BEGIN SOURCE MATERIAL
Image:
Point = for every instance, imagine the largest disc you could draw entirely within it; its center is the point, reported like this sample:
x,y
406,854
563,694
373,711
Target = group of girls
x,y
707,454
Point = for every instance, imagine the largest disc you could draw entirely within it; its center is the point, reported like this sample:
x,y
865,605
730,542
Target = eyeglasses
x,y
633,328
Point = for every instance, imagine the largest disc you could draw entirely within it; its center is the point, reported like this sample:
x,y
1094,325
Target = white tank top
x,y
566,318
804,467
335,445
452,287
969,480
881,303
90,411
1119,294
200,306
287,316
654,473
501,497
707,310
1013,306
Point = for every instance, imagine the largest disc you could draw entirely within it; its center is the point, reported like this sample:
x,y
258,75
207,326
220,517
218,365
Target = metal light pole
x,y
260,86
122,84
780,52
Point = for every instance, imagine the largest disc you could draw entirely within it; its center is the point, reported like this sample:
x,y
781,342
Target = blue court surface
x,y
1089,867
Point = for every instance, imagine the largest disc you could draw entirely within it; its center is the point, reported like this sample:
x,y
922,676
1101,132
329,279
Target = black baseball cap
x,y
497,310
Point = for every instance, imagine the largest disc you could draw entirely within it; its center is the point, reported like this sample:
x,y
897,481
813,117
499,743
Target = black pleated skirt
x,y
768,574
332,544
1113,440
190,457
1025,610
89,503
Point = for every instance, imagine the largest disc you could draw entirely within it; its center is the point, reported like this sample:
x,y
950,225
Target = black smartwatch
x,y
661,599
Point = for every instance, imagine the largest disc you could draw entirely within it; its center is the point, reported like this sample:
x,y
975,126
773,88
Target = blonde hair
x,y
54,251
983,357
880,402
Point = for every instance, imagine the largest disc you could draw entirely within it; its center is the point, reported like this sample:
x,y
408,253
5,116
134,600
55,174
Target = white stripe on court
END SOURCE MATERIAL
**SHORT PROBLEM:** Print the whole listing exactly as it is.

**WRITTEN SOLUTION:**
Image:
Point = for every instance, imagine the largest disc you could draw entirely within it; its center is the point, reported like this sample:
x,y
406,854
563,694
373,711
Target = group of girls
x,y
707,454
Point = for every instance, imagine the largest disc you could draw entirely within it; its center is the point, reported like this sample:
x,y
865,605
730,542
Target = eyeglasses
x,y
633,328
Point = for every instance, imagine the largest disc you could draw entirely within it; its center is the point, reported like this sample:
x,y
1094,325
Target = white tank top
x,y
566,318
804,467
335,445
452,287
969,480
881,303
90,411
1119,294
200,306
287,316
654,473
501,497
707,310
1013,306
Point = for every instance, imagine the largest disc you could draw entirely within it; its center is the point, reported like this sample:
x,y
258,75
207,326
220,517
218,365
Target = metal light pole
x,y
260,86
122,84
780,52
Point = for every instance, imagine the largest disc you could draw entirely within it; its center is the point, reported like this sample:
x,y
781,342
Target = blue court surface
x,y
1089,867
Point = for every instance, imagine the largest disc you could draw entirely within it; its center is the point, reported like this sample:
x,y
922,676
1101,132
329,279
Target = black baseball cap
x,y
497,310
Point = for every instance, imagine the largest disc you could draw entirely within it; its center is the point, reported like this sample:
x,y
897,481
813,117
499,743
Target = black pleated skirt
x,y
768,574
332,544
1113,440
190,457
1025,610
89,503
Point = for every instance, imagine the largest disc you could draw entirely within it; its center is the point, reported like this sample:
x,y
950,225
Target = black smartwatch
x,y
661,599
Point = for every instance, imagine the largest disc you could draw entirely within it; its center is the point, reported like this sample:
x,y
975,126
773,88
Target = blonde hair
x,y
54,251
983,357
880,402
Point = for every instance, imagine the largest disc you could draw entirely within it; its center is the point, reported like this sample:
x,y
408,253
5,116
134,600
55,174
Target = white stripe on court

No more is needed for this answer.